## Work to be completed
What follows is a set of records, each of which is to be written out exactly.

## Record excerpts
------------------------------

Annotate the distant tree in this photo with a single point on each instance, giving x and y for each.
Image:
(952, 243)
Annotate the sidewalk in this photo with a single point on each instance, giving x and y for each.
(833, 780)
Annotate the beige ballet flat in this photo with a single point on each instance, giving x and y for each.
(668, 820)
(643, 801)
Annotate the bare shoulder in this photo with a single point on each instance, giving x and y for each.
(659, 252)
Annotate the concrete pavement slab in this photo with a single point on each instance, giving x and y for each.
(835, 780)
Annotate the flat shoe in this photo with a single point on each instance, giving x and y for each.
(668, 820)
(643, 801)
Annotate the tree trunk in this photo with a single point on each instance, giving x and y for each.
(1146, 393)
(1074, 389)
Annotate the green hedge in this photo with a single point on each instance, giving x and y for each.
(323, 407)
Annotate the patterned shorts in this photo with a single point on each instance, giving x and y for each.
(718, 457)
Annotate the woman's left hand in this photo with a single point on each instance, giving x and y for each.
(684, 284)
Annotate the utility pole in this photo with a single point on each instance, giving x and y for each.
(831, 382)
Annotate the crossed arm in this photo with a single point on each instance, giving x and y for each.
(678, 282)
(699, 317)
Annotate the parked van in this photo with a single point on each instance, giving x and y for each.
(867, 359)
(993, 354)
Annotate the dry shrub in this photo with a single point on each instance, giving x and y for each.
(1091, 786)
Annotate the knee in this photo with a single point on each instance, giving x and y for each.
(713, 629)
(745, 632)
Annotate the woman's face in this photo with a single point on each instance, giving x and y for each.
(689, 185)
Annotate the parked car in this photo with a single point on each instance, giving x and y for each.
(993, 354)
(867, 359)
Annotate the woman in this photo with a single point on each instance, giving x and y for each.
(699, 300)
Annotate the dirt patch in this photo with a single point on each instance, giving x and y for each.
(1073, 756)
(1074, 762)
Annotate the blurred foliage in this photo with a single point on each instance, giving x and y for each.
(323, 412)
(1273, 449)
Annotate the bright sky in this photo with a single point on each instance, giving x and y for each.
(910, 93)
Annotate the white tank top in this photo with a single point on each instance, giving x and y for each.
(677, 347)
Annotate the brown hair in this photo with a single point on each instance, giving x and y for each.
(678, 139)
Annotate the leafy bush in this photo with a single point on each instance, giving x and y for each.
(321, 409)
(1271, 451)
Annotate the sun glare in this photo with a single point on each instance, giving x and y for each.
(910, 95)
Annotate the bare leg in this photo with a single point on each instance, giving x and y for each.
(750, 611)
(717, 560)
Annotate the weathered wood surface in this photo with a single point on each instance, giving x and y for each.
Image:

------------------------------

## Your response
Annotate the distant tree in this photo with a single point on each instance, giving x and y for each.
Image:
(952, 243)
Annotate the sidewalk in this photo with a single point on each instance, giving x and y for each.
(833, 780)
Annotate the beige ballet flat in this photo with a single point on each instance, giving x and y for each.
(668, 820)
(643, 801)
Annotate the bare shoulder in this photo with a single point on each instance, giving x and y for each.
(659, 252)
Annotate the concrete pavement slab in this photo with a single point on each instance, giving x and y for each.
(835, 780)
Annotate the flat shoe in this photo with a single point on each instance, giving x and y for each.
(668, 820)
(643, 801)
Annotate the tree trunk in this photo with a single point on each instance, giving x and y for each.
(1146, 393)
(1074, 389)
Annotate the green hedge in this photo with a single point on each instance, giving x and y for each.
(323, 407)
Annotate the patterned shorts in this photo with a single point on each instance, giving x and y for each.
(718, 457)
Annotate the woman's left hand in this photo with a single point on each instance, giving x and y for each.
(684, 284)
Annotate the utility pole in this photo with a single point on each instance, giving x and y for each.
(831, 382)
Annotate the crossed arm in this photo with a single point on each instance, giving x and y for each.
(678, 282)
(699, 317)
Annotate the parked van in this photo with a single point on each instance, giving x and y for each.
(867, 359)
(993, 354)
Annotate the dry shrub in this photo with a single point on each instance, giving x and y for each.
(1091, 786)
Annotate the knee in this photo with a single point on each instance, giving x and y for each.
(713, 629)
(745, 632)
Annotate the woman's face in this photo with a single point on each instance, giving x and y for each.
(689, 185)
Annotate the parked car in this photo with a single point on each instance, giving x and y for each.
(993, 354)
(867, 359)
Annotate the woman in this photo with a single point on each instance, giving x and y for each.
(699, 300)
Annotate the dirt patch in this photo with a single point on each instance, giving x and y for each.
(1073, 756)
(1074, 762)
Annotate the blurred foliage in this photo with a single point on each instance, giving x and y for each.
(323, 412)
(1273, 449)
Annotate the bright sky in this photo with a single point on each instance, giving x and y for each.
(910, 93)
Annotate the white tank top in this photo with a single point on each instance, giving x and y for each.
(677, 347)
Annotate the brown hair in this photo with a single point on each instance, giving x and y for each.
(678, 139)
Annotate the leafy bush in this photo with a single point on each instance, giving x and y for each.
(321, 409)
(1271, 451)
Annotate the sun glare in this photo with a single point on each instance, giving x and y for each.
(910, 95)
Annotate the bare leg in this photo with a single point on each instance, giving x and y for each.
(750, 611)
(717, 560)
Annotate the weathered wood surface in this photo with a single point on each instance, giving x and y for each.
Image:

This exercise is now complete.